__Available data__.
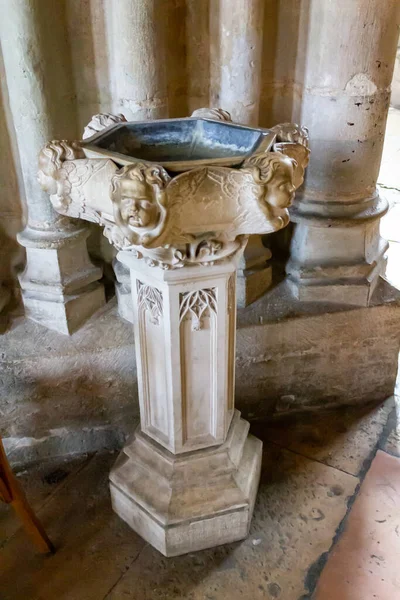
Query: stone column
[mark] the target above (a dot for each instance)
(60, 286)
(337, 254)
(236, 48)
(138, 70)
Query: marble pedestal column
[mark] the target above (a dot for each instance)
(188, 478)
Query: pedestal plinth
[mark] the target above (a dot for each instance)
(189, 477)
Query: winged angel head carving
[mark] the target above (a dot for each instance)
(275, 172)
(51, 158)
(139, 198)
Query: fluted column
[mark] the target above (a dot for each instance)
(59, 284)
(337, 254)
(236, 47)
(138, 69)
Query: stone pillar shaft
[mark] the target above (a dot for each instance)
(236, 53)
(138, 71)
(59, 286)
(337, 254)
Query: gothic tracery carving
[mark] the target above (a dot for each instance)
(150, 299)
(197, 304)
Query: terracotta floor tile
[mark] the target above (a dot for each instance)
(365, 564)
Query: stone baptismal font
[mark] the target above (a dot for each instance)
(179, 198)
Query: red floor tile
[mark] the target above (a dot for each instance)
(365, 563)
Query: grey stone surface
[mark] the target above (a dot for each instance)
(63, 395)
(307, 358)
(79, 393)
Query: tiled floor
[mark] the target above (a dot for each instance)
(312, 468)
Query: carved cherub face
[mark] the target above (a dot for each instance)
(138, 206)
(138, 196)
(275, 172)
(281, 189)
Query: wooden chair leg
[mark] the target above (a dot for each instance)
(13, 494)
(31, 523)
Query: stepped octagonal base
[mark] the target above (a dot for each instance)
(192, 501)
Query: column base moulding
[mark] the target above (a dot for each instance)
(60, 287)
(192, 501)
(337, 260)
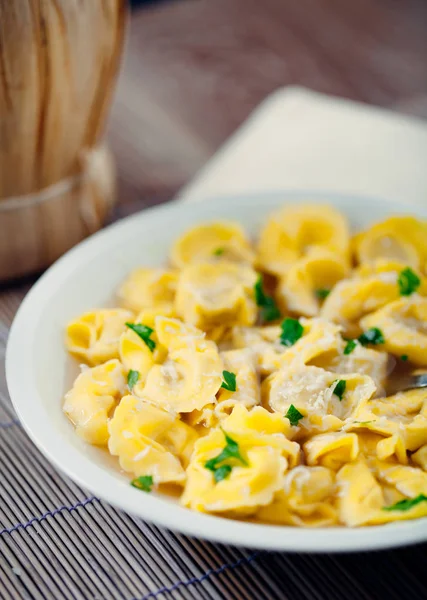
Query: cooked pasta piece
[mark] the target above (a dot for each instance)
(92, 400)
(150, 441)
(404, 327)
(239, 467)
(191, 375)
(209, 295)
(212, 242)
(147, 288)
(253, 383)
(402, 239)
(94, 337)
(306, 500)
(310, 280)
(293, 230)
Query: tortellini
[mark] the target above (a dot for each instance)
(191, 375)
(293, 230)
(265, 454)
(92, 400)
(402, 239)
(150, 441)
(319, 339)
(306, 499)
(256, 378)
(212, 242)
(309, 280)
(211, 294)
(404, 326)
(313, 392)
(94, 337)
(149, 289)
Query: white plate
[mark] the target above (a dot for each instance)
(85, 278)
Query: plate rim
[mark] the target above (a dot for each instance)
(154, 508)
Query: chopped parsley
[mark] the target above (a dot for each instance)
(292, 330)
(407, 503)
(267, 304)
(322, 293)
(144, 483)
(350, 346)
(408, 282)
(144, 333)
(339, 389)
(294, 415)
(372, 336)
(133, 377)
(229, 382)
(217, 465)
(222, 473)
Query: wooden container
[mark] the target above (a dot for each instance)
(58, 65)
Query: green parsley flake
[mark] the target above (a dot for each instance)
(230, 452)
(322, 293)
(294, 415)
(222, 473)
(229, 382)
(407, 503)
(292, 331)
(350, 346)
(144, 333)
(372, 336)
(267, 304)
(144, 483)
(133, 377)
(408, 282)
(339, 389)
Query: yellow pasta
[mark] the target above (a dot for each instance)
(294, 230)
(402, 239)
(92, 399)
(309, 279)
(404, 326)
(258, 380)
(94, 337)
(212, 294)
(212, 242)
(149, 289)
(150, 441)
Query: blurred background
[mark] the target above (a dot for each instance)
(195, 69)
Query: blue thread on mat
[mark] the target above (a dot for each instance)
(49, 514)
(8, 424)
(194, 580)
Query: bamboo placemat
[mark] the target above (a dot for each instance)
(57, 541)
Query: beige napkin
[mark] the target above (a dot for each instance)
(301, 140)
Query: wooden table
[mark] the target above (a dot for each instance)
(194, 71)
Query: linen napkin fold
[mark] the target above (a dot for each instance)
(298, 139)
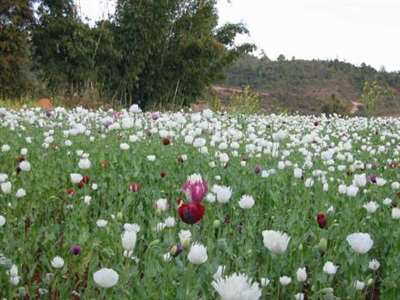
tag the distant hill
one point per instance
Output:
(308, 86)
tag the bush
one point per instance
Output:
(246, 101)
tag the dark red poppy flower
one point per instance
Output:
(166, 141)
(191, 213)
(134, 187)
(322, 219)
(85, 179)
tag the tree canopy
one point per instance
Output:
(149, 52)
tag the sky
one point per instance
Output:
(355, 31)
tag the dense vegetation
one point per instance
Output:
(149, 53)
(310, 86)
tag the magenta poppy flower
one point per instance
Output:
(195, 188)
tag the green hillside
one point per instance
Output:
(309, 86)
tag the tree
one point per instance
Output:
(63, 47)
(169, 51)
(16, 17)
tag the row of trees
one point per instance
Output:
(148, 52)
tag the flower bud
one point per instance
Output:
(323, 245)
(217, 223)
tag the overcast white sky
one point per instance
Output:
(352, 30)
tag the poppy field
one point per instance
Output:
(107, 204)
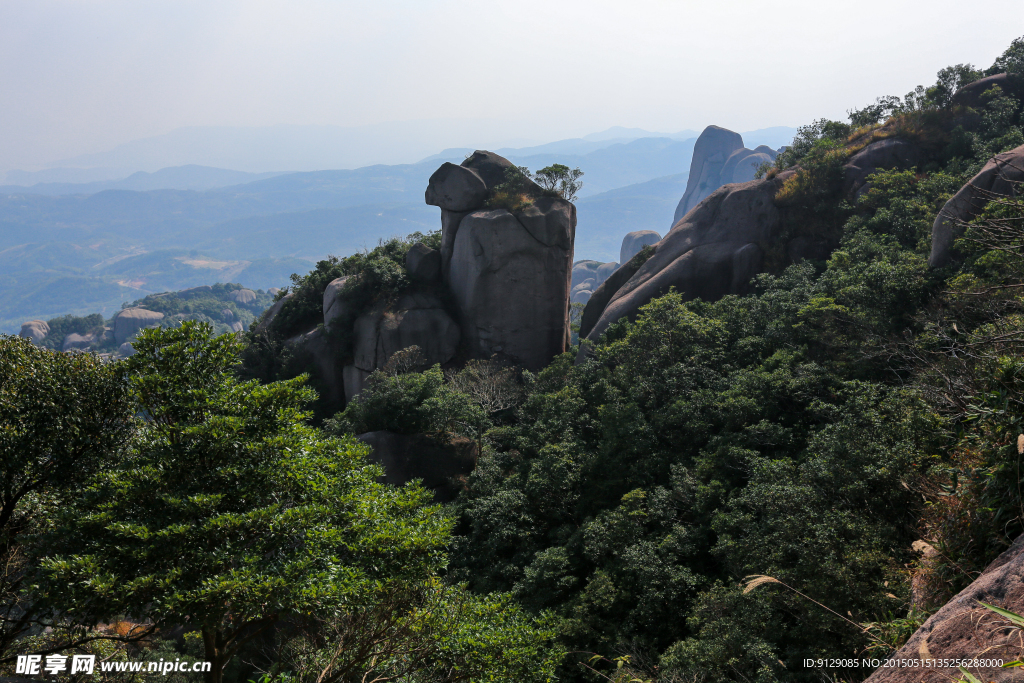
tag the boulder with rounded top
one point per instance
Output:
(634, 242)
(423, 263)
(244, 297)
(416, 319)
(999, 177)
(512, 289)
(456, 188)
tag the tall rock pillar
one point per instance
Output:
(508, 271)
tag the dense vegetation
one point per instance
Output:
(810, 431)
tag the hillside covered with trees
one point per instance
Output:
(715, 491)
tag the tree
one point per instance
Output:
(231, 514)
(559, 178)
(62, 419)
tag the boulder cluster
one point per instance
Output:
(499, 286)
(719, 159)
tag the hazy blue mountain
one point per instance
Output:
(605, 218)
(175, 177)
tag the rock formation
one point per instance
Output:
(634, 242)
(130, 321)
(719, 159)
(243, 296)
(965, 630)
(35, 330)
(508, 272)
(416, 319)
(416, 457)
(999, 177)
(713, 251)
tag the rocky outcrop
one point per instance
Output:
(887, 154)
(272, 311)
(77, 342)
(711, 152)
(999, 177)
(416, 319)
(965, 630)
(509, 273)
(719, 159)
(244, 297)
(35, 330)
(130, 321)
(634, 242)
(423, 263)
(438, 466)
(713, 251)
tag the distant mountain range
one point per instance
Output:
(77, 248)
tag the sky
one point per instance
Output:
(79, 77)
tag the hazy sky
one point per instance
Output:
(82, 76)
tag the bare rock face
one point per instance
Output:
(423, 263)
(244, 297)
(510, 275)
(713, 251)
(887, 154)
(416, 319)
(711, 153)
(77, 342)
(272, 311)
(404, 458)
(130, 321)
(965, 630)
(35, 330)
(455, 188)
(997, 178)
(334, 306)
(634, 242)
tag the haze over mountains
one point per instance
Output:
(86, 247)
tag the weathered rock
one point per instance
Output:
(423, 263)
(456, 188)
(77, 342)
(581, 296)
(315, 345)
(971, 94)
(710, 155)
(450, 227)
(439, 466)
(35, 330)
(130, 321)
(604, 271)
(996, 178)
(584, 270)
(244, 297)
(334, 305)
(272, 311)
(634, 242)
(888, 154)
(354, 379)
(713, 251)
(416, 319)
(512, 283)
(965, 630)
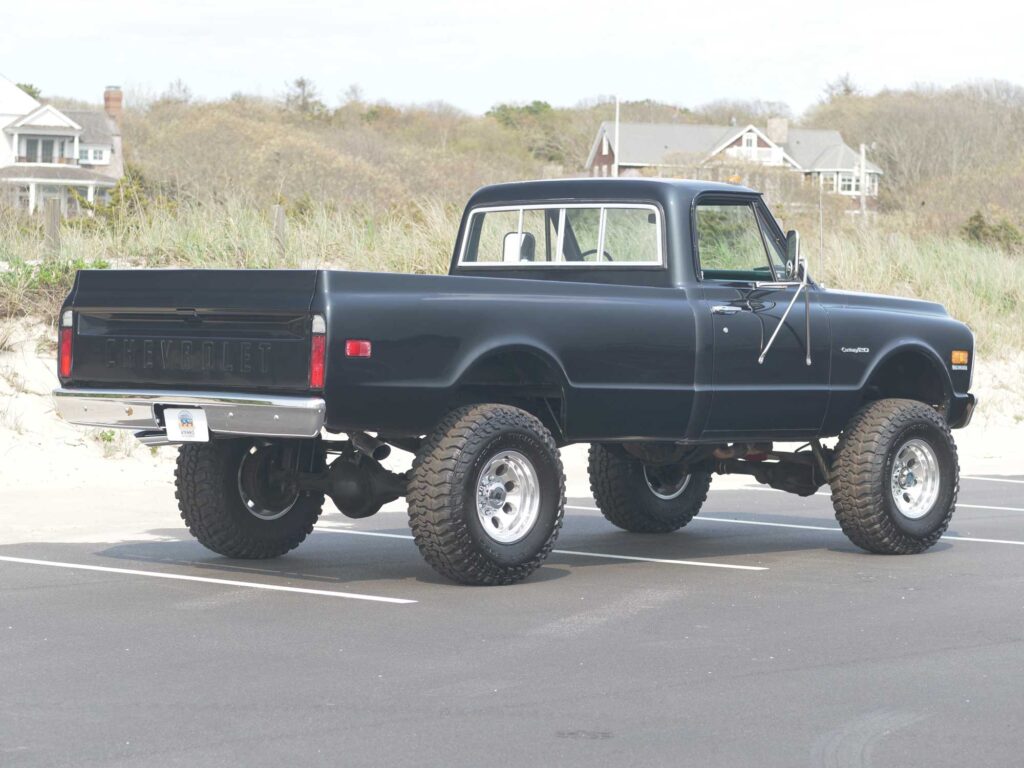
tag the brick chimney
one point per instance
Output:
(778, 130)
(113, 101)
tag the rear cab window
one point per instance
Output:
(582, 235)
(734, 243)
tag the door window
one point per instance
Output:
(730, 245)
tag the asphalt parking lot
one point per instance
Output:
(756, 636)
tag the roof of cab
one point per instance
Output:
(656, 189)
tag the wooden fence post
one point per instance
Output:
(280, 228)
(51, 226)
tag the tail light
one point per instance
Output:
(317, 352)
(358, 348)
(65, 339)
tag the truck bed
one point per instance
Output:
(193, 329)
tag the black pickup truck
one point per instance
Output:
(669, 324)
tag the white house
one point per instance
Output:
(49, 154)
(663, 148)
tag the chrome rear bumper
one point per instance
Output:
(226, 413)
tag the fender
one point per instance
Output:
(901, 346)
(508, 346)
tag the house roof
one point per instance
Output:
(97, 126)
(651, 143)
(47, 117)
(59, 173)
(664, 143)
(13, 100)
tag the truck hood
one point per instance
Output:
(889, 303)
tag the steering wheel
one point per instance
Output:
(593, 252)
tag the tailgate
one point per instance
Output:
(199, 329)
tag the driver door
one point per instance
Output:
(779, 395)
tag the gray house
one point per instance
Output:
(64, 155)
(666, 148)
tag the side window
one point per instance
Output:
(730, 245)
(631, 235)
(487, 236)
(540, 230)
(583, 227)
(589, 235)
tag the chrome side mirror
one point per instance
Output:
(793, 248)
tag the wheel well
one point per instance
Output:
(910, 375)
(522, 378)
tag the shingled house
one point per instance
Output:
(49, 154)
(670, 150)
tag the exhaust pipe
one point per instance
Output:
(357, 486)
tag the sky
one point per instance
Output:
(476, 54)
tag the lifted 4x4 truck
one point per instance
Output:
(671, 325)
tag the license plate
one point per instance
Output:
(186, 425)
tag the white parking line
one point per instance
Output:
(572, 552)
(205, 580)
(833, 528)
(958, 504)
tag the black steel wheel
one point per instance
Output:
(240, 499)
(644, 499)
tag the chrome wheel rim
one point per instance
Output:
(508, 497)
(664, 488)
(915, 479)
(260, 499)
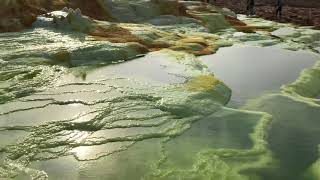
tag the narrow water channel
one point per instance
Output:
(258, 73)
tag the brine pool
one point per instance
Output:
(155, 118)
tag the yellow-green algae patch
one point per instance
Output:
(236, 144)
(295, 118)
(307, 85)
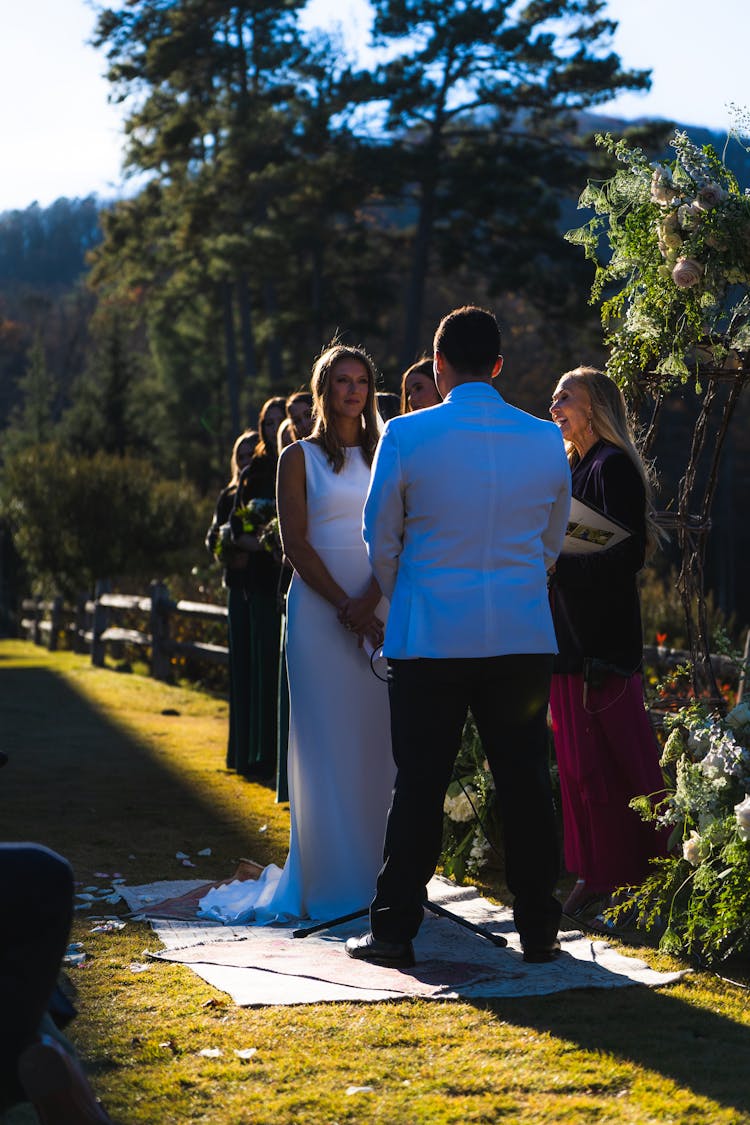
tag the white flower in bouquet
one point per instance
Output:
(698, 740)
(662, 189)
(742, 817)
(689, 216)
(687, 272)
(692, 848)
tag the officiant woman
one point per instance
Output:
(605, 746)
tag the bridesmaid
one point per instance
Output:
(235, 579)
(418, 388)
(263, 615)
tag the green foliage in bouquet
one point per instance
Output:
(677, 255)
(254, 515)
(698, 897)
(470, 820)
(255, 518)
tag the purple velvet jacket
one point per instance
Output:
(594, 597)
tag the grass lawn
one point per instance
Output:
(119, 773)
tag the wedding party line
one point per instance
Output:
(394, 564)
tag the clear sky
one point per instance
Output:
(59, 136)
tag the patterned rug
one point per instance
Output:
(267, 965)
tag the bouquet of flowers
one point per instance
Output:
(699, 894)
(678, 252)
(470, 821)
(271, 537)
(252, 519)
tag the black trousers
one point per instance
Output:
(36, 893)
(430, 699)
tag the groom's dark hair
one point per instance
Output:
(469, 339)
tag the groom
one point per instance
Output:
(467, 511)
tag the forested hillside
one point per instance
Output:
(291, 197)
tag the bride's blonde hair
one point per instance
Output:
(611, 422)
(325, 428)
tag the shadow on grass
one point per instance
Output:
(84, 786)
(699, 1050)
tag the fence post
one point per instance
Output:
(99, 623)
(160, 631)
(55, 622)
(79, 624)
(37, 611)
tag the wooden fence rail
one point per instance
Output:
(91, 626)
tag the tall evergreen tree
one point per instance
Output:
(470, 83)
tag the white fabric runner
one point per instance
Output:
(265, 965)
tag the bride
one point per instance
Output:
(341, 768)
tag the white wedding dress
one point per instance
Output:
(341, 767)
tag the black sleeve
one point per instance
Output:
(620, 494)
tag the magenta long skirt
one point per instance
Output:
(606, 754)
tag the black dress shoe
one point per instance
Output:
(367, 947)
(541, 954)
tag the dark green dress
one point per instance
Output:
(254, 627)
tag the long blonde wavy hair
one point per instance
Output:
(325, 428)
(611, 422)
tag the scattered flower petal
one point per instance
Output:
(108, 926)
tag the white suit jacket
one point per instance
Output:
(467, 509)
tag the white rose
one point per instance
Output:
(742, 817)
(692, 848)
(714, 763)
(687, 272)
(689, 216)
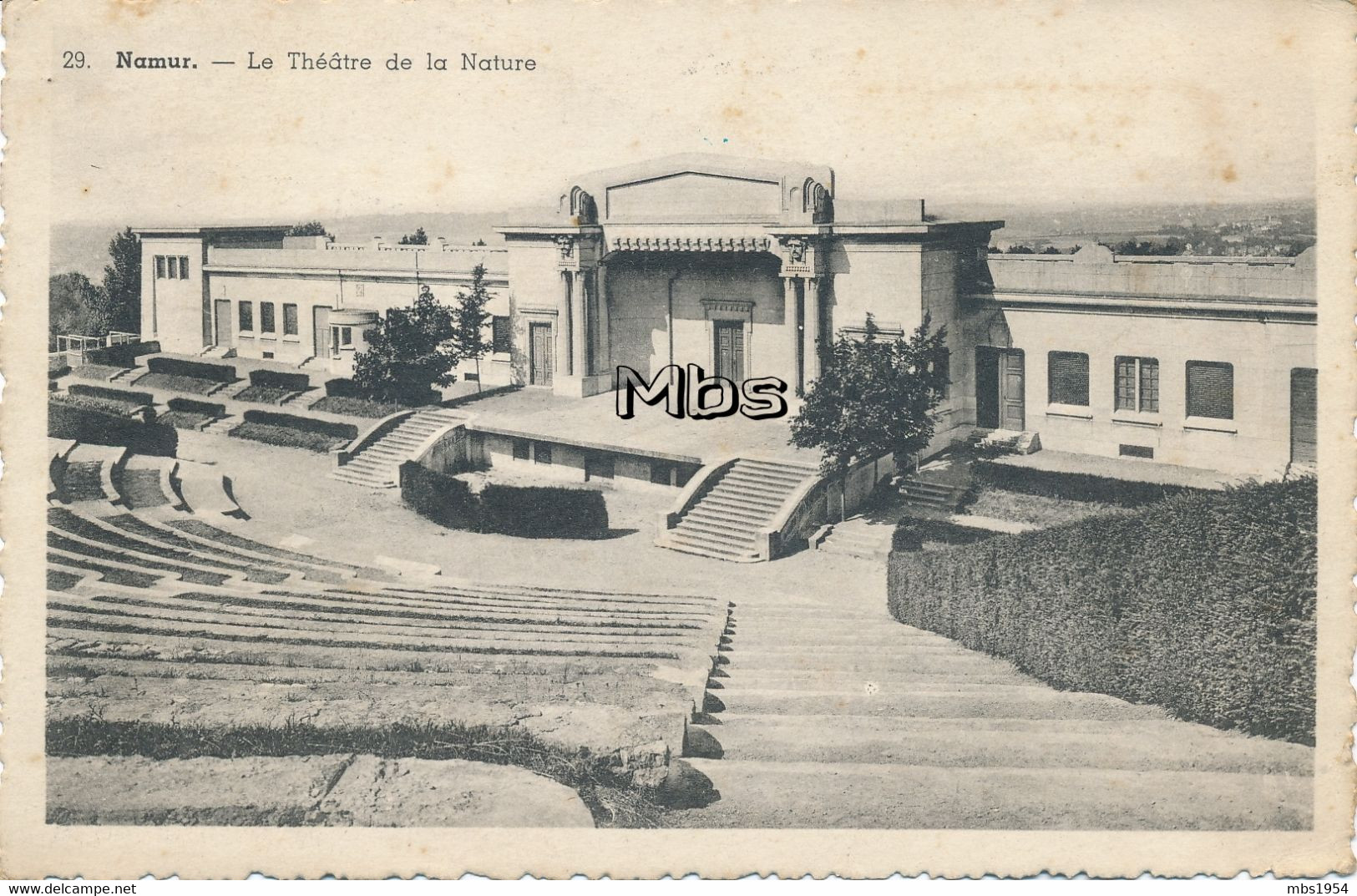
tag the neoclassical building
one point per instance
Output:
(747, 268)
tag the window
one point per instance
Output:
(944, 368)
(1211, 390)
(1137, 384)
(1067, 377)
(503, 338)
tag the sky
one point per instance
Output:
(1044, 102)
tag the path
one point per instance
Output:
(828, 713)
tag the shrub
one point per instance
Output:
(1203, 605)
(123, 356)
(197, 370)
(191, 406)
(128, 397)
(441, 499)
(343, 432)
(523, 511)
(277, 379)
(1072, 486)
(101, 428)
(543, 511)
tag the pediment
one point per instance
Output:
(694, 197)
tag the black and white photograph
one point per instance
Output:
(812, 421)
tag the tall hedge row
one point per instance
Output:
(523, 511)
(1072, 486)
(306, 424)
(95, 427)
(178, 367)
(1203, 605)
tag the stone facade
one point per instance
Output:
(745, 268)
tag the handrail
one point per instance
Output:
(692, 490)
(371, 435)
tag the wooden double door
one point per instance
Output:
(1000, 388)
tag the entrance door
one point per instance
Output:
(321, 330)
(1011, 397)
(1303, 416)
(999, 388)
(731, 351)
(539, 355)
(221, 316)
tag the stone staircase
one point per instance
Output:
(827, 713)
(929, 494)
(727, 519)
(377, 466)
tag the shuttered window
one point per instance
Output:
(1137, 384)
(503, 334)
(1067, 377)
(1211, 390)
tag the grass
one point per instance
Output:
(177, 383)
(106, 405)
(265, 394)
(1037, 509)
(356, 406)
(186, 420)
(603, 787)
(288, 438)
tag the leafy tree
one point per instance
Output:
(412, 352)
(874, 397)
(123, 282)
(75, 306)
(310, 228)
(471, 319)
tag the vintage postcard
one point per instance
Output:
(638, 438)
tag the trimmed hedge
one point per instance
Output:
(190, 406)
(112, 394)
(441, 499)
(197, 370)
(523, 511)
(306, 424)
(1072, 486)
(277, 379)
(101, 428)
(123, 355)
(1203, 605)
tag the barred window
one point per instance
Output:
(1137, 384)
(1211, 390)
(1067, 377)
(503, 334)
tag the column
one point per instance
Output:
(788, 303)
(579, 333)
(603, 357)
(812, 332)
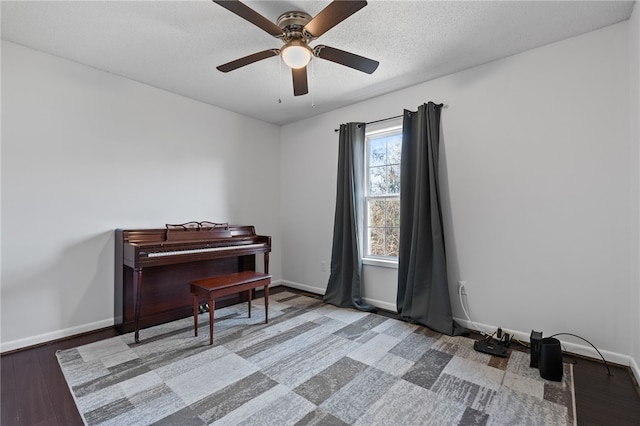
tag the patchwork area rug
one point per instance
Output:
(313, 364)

__Work task__. Only lines with the word "wheel" go in the answer. Take them all from the entries above.

__Solved problem__.
tag the steering wheel
tag the wheel well
tag the black steel wheel
tag the chrome wheel rim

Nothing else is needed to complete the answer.